149

When I pass a string to a function, is a pointer to the string's contents passed, or is the entire string passed to the function on the stack like a struct would be?

Cole Tobin
  • 9,206
  • 15
  • 49
  • 74

3 Answers3

339

A reference is passed; however, it's not technically passed by reference. This is a subtle, but very important distinction. Consider the following code:

void DoSomething(string strLocal)
{
    strLocal = "local";
}
void Main()
{
    string strMain = "main";
    DoSomething(strMain);
    Console.WriteLine(strMain); // What gets printed?
}

There are three things you need to know to understand what happens here:

  1. Strings are reference types in C#.
  2. They are also immutable, so any time you do something that looks like you're changing the string, you aren't. A completely new string gets created, the reference is pointed at it, and the old one gets thrown away.
  3. Even though strings are reference types, strMain isn't passed by reference. It's a reference type, but the reference itself is passed by value. Any time you pass a parameter without the ref keyword (not counting out parameters), you've passed something by value.

So that must mean you're...passing a reference by value. Since it's a reference type, only the reference was copied onto the stack. But what does that mean?

Passing reference types by value: You're already doing it

C# variables are either reference types or value types. C# parameters are either passed by reference or passed by value. Terminology is a problem here; these sound like the same thing, but they're not.

If you pass a parameter of ANY type, and you don't use the ref keyword, then you've passed it by value. If you've passed it by value, what you really passed was a copy. But if the parameter was a reference type, then the thing you copied was the reference, not whatever it was pointing at.

Here's the first line of the Main method:

string strMain = "main";

We've created two things on this line: a string with the value main stored off in memory somewhere, and a reference variable called strMain pointing to it.

DoSomething(strMain);

Now we pass that reference to DoSomething. We've passed it by value, so that means we made a copy. It's a reference type, so that means we copied the reference, not the string itself. Now we have two references that each point to the same value in memory.

DATA SECTION:
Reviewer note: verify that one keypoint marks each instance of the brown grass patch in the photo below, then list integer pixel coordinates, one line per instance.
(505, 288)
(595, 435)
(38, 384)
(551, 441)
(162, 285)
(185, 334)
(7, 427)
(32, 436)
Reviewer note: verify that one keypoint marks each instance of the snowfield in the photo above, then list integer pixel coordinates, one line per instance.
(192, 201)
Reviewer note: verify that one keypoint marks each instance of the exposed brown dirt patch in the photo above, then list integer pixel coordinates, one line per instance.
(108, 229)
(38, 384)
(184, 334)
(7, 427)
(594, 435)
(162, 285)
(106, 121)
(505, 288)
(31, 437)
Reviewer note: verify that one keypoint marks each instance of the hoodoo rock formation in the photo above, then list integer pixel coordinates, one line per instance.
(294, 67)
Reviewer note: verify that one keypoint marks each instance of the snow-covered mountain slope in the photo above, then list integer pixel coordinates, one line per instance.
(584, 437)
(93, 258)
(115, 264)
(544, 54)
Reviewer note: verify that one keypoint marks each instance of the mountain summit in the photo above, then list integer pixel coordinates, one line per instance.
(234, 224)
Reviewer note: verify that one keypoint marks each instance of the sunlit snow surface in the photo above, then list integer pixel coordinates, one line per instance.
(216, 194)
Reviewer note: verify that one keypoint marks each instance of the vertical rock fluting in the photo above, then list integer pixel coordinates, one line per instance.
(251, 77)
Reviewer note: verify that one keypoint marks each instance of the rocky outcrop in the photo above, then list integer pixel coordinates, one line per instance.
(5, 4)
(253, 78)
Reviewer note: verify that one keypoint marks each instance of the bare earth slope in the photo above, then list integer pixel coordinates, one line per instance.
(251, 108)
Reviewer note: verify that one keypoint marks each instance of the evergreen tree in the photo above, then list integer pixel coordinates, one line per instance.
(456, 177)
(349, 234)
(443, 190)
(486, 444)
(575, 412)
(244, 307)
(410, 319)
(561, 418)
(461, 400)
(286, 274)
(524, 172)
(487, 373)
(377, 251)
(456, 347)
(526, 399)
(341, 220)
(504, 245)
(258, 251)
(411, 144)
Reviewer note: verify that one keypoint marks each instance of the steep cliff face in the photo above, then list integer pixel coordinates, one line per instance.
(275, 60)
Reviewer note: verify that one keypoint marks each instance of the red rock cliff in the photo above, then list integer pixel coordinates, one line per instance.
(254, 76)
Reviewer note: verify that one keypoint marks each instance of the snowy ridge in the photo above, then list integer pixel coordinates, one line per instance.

DO THIS:
Continue the C# string-passing thread from where it stops. The listing has nothing to do with the C# string-passing thread.

ANSWER TO THIS TASK:
Inside the callee

Here's the top of the DoSomething method:

void DoSomething(string strLocal)

No ref keyword, so strLocal and strMain are two different references pointing at the same value. If we reassign strLocal...

strLocal = "local";   

...we haven't changed the stored value; we took the reference called strLocal and aimed it at a brand new string. What happens to strMain when we do that? Nothing. It's still pointing at the old string.

string strMain = "main";    // Store a string, create a reference to it
DoSomething(strMain);       // Reference gets copied, copy gets re-pointed
Console.WriteLine(strMain); // The original string is still "main" 

Immutability

Let's change the scenario for a second. Imagine we aren't working with strings, but some mutable reference type, like a class you've created.

class MutableThing
{
    public int ChangeMe { get; set; }
}

If you follow the reference objLocal to the object it points to, you can change its properties:

void DoSomething(MutableThing objLocal)
{
     objLocal.ChangeMe = 0;
} 

There's still only one MutableThing in memory, and both the copied reference and the original reference still point to it. The properties of the MutableThing itself have changed:

void Main()
{
    var objMain = new MutableThing();
    objMain.ChangeMe = 5; 
    Console.WriteLine(objMain.ChangeMe); // it's 5 on objMain

    DoSomething(objMain);                // now it's 0 on objLocal
    Console.WriteLine(objMain.ChangeMe); // it's also 0 on objMain   
}

Ah, but strings are immutable! There's no ChangeMe property to set. You can't do strLocal[3] = 'H' in C# like you could with a C-style char array; you have to construct a whole new string instead. The only way to change strLocal is to point the reference at another string, and that means nothing you do to strLocal can affect strMain. The value is immutable, and the reference is a copy.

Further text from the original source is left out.